▶ DOCUMENT EXCERPT
--*--

Why Infections Are More Common

The practical consequence of these immune changes is a measurably higher risk of infection. Urinary tract infections are one of the best-studied examples. A large UK study found that people with type 2 diabetes had a UTI rate of about 47 per 1,000 person-years, compared to 30 per 1,000 in people without diabetes, roughly a 60% increased risk. For people who had been living with diabetes for a longer period, the risk was more than double.

UTIs are far from the only concern. People with diabetes face higher rates of skin infections, respiratory infections like pneumonia, and fungal infections such as oral and vaginal yeast infections. Surgical site infections are also more common. The mechanisms are the same across all of these: impaired neutrophil function, an imbalanced inflammatory response, and, in some cases, nerve damage that reduces the ability to sense early warning signs of infection in the skin or feet.

Wound Healing Slows Dramatically

One of the most visible ways diabetes affects immunity is through wound healing, particularly in the feet. Diabetic foot ulcers affect a significant percentage of people with diabetes over their lifetime, and the underlying problem is deeply immunological.

Research from the National Institutes of Health found that many of the genes responsible for recruiting immune cells to a wound site are suppressed in diabetic foot ulcers. Two genes in particular, FOXM1 and STAT3, are highly active in normal healing wounds but essentially shut down in diabetic ones. These genes are responsible for calling in the neutrophils and macrophages that clear debris, fight bacteria, and lay the groundwork for new tissue. Without that recruitment, wounds stall. The immune cells that do show up in diabetic foot ulcers tend to reflect a stuck, unresolved healing process rather than an active repair effort.

--*--

▶ DATA FOR REVIEW

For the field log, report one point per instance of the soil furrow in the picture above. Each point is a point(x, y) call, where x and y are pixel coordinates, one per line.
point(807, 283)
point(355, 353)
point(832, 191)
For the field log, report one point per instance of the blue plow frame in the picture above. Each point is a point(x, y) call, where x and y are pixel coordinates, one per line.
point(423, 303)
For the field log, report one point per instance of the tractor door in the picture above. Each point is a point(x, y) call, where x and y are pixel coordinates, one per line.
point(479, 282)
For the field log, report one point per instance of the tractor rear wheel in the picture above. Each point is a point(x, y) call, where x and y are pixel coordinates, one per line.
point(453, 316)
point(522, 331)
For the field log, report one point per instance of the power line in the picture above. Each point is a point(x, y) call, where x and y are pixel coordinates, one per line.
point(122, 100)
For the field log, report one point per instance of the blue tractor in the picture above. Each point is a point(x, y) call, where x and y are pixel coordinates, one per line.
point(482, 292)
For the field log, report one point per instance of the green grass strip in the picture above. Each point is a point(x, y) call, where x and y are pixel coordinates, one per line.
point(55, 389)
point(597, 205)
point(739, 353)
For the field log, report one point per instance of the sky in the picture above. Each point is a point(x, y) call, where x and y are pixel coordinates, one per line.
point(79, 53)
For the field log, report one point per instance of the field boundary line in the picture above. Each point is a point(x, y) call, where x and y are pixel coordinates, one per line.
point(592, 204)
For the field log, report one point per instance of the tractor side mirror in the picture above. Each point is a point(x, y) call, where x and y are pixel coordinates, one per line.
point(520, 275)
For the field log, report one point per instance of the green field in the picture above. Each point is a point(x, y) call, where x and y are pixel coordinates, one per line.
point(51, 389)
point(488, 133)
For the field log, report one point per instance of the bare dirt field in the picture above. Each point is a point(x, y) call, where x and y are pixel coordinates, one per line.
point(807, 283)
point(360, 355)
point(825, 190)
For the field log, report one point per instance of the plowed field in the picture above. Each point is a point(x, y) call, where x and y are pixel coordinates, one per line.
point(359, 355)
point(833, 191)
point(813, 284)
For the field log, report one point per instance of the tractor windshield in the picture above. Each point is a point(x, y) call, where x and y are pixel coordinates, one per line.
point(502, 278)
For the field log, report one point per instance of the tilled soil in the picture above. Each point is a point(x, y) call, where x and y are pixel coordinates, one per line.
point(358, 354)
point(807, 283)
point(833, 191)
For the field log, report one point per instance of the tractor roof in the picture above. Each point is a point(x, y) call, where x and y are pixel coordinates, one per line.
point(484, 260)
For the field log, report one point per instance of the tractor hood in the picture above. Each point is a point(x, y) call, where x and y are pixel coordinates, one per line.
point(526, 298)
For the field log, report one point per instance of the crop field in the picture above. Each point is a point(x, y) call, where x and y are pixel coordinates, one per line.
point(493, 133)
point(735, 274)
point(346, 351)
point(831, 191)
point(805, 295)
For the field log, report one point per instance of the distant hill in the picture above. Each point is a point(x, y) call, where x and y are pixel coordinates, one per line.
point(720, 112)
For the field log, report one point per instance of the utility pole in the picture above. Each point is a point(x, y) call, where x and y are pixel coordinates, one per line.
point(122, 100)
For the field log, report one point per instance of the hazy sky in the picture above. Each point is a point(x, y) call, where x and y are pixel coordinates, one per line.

--*--

Can you pick up the diabetes and immunity text from where it stops? The items have nothing to do with the diabetes and immunity text.

This means that even a minor cut or blister on the foot can become a serious medical problem. The wound doesn’t progress through the normal phases of healing because the immune system can’t orchestrate the process correctly.

Vaccines Still Work for Most People

Given all of this immune disruption, you might wonder whether vaccines are less effective for people with diabetes. The answer, at least for the flu vaccine, is reassuring. A two-year study comparing antibody responses in people with type 2 diabetes and people without found no significant difference in protection rates or the strength of the immune response after vaccination. Seroprotection rates (the percentage of people who developed adequate antibody levels) were comparable across nearly all flu strains tested in both groups.

This suggests that while diabetes impairs certain day-to-day immune functions, particularly those involving the innate immune system’s first responders, the adaptive immune system that generates antibodies after vaccination can still perform well. This is one reason health authorities recommend that people with diabetes stay up to date on vaccinations. The shots work, and the higher infection risk makes them especially valuable.

Blood Sugar Control Is the Biggest Lever

The thread running through all of this research is that blood sugar levels directly determine how much immune damage occurs. The relationship between glucose control and inflammatory markers is linear: the higher your A1c, the more elevated your inflammatory signaling molecules, and the worse your immune cells perform. This means the single most impactful thing you can do to protect your immune function is to keep blood sugar as well controlled as possible.

That includes not just long-term averages but also short-term spikes. Even brief episodes of high blood sugar can temporarily impair neutrophil function. Consistent management through medication, diet, and activity helps maintain a baseline where your immune cells can do their jobs more effectively, infections are less likely to take hold, and wounds have a better chance of healing on schedule.